## PROMPT
Exactly what is written in the records below should be returned, minus the images.

Image-grounded pointing data:
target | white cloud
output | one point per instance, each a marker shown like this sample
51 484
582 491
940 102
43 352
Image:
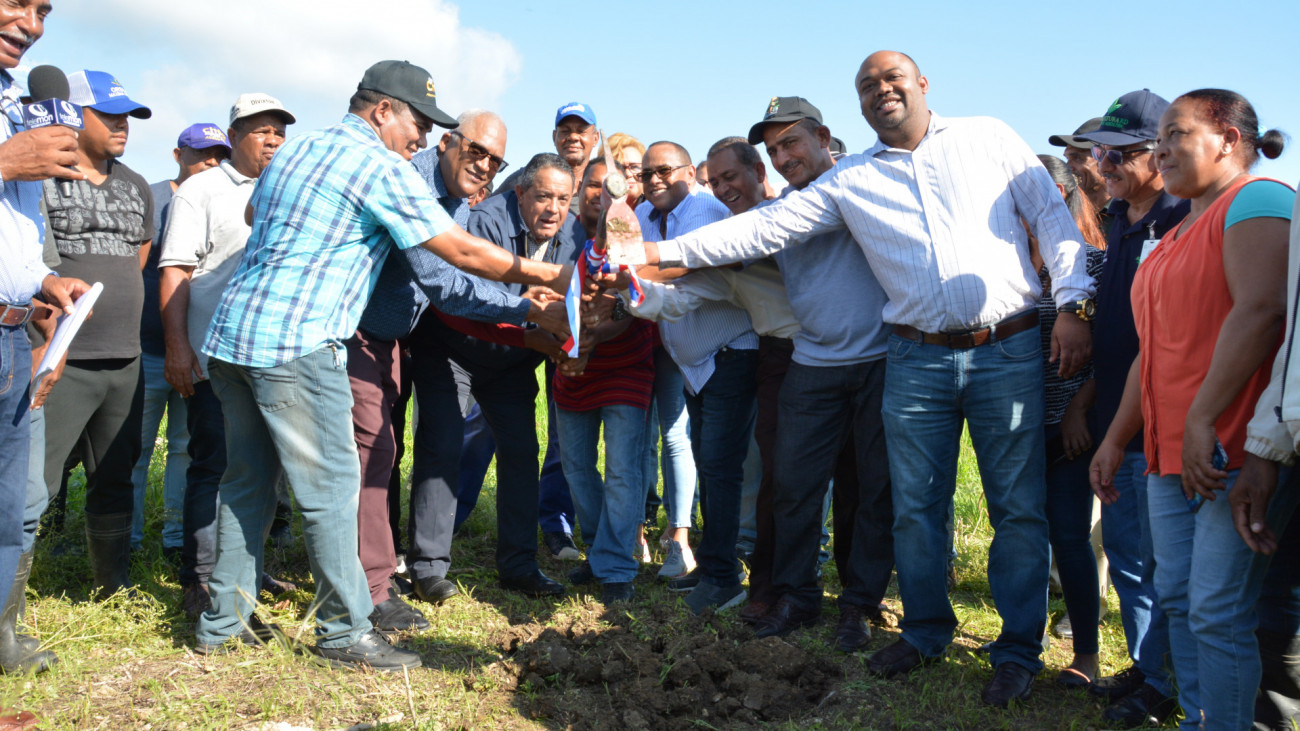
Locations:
187 66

## OUTPUT FOR THIS TASK
target | white cloud
output | one point per instance, each a marker shown like this sample
51 484
582 491
940 102
43 352
Image:
Locations:
187 66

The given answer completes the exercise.